**Texto para análise**.
O problema do desemprego da sra. morte e outras considerações
Entre as questões mais práticas suscitadas pela possibilidade realista de imortalidade estão as considerações morais da ética ambiental, uma subdivisão recente da ética aplicada. A pergunta mais premente: Onde raio vamos meter todos estes imortais? Num mundo já pressionado por recursos escassos para uma população em crescimento, que faremos quando o nosso estabilizador básico da população — a Morte — pendurar a foice?

**Entradas do conjunto de dados**.
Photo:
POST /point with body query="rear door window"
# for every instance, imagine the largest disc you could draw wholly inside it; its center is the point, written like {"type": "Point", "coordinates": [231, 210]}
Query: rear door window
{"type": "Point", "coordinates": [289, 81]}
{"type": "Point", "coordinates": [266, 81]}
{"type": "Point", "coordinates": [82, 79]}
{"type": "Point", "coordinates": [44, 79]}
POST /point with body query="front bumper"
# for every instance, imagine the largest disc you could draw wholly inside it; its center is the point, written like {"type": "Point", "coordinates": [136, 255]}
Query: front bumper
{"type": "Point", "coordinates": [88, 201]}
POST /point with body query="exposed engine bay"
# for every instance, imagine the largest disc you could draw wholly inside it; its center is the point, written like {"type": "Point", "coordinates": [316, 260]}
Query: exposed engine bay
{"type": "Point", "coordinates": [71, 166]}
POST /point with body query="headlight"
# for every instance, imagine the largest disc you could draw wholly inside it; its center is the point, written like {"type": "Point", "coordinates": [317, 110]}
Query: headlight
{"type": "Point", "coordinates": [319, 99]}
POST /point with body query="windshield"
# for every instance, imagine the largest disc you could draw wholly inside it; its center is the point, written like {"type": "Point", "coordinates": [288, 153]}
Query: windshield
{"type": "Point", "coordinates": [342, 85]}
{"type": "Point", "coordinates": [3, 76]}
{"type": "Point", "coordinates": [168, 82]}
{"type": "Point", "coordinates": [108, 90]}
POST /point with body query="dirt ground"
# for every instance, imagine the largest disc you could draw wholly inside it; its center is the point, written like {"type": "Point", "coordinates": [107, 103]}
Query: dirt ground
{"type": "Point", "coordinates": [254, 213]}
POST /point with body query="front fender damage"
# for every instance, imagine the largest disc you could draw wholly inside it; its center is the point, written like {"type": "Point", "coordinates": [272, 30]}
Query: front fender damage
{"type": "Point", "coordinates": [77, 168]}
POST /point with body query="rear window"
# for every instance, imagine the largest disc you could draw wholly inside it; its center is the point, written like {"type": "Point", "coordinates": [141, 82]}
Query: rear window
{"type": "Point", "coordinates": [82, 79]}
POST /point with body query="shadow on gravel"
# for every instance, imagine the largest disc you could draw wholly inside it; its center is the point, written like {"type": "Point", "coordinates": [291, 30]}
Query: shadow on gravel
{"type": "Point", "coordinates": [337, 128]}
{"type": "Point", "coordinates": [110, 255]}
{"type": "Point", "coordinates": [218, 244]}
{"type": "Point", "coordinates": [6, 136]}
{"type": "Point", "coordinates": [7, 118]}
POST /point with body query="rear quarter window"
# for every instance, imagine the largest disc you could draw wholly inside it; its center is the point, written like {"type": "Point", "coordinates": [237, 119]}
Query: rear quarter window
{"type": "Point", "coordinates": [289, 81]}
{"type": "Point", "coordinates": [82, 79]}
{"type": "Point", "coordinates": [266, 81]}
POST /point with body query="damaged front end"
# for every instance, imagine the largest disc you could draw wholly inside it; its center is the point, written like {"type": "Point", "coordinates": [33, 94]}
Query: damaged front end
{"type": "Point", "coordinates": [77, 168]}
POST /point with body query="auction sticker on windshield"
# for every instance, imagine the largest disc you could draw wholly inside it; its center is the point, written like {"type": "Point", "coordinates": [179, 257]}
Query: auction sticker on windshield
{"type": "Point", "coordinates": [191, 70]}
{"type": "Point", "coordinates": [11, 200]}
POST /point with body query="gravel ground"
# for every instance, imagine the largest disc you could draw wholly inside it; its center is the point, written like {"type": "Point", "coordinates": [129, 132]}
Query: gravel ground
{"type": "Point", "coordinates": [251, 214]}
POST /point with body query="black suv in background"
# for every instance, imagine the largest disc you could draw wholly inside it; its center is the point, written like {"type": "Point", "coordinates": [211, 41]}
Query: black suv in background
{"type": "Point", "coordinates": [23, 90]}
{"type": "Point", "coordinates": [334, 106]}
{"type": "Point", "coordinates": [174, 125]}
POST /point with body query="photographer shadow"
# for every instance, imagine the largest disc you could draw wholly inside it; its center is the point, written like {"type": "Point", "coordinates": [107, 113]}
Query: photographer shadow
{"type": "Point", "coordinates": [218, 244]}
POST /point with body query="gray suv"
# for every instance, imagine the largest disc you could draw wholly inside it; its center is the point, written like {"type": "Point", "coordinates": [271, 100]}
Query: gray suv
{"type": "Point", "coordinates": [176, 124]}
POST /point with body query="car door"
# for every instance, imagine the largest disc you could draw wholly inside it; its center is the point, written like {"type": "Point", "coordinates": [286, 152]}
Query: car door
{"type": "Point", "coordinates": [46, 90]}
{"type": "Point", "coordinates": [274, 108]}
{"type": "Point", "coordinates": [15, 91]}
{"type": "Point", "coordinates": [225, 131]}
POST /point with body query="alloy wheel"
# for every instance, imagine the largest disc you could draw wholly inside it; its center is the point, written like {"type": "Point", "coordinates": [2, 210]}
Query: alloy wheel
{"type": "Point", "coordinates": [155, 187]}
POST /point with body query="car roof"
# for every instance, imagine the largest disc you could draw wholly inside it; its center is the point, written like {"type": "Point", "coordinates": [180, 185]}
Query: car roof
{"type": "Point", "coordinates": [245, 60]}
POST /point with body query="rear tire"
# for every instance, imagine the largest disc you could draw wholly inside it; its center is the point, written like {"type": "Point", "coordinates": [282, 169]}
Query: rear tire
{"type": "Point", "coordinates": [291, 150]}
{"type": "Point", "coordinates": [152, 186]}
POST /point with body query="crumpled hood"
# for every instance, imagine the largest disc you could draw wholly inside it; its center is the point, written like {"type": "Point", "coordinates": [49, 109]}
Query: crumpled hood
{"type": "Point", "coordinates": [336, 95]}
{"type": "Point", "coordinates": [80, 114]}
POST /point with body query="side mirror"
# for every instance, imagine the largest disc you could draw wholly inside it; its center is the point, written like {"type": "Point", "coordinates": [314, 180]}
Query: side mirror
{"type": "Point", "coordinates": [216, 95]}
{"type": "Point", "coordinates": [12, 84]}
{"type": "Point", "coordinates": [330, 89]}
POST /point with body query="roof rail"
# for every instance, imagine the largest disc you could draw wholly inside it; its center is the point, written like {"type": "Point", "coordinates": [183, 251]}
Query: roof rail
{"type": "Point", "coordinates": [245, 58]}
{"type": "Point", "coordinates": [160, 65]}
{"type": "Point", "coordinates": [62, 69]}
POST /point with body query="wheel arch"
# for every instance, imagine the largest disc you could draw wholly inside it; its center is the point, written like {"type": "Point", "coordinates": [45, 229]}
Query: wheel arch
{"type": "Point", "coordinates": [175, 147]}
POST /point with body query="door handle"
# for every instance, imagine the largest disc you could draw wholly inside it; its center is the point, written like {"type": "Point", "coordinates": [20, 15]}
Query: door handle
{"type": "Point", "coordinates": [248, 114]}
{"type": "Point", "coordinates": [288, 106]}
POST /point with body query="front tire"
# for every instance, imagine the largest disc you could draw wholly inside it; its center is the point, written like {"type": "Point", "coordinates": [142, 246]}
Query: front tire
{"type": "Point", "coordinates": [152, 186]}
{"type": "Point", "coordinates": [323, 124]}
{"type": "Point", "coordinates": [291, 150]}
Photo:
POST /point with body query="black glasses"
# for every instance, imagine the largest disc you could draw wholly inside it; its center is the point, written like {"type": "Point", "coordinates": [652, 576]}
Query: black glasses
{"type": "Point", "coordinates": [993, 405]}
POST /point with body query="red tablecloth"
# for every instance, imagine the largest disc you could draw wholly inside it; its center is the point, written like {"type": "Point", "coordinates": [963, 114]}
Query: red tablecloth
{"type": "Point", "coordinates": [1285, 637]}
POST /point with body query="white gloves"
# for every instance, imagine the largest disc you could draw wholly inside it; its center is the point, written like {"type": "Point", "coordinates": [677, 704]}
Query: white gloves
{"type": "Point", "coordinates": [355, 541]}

**Tarefas a fazer**.
(a) Repita o texto sobre a imortalidade de "O problema do" até "pendurar a foice?", sem mudar nada.
(b) Resuma o texto sobre a imortalidade em duas frases.
(c) Retome o texto sobre a imortalidade a partir do ponto em que ele para.

**Respostas**.
(a)
O problema do desemprego da sra. morte e outras considerações
Entre as questões mais práticas suscitadas pela possibilidade realista de imortalidade estão as considerações morais da ética ambiental, uma subdivisão recente da ética aplicada. A pergunta mais premente: Onde raio vamos meter todos estes imortais? Num mundo já pressionado por recursos escassos para uma população em crescimento, que faremos quando o nosso estabilizador básico da população — a Morte — pendurar a foice?

(b) A possibilidade realista de imortalidade levanta questões práticas de ética ambiental, um ramo recente da ética aplicada. A mais urgente é onde pôr tantos imortais num mundo já com recursos escassos e uma população a crescer, se a Morte deixar de travar o aumento da população.

(c)
A solução óbvia é cortar na outra extremidade — reduzir ou até acabar com a produção de novos corpos a fim de arranjar espaço para corpos muito velhos. [...]
O judaísmo reformista ataca a solução de imortalidade sem reprodução [da seguinte] forma (numa meditação comovente do serviço fúnebre Yom Kippur — Dia da Expiação):
"Se algum mensageiro nos abordasse com a proposta de a morte ser anulada com a condição inseparável de o nascimento também cessar; se a geração existente tivesse a oportunidade de viver eternamente mas com plena consciência de que nunca mais haveria uma criança, ou um adolescente, ou um primeiro amor, nunca mais pessoas novas com esperanças novas, novas ideias, novos empreendimentos, nós para sempre e nunca outros — poderia a resposta suscitar dúvidas?"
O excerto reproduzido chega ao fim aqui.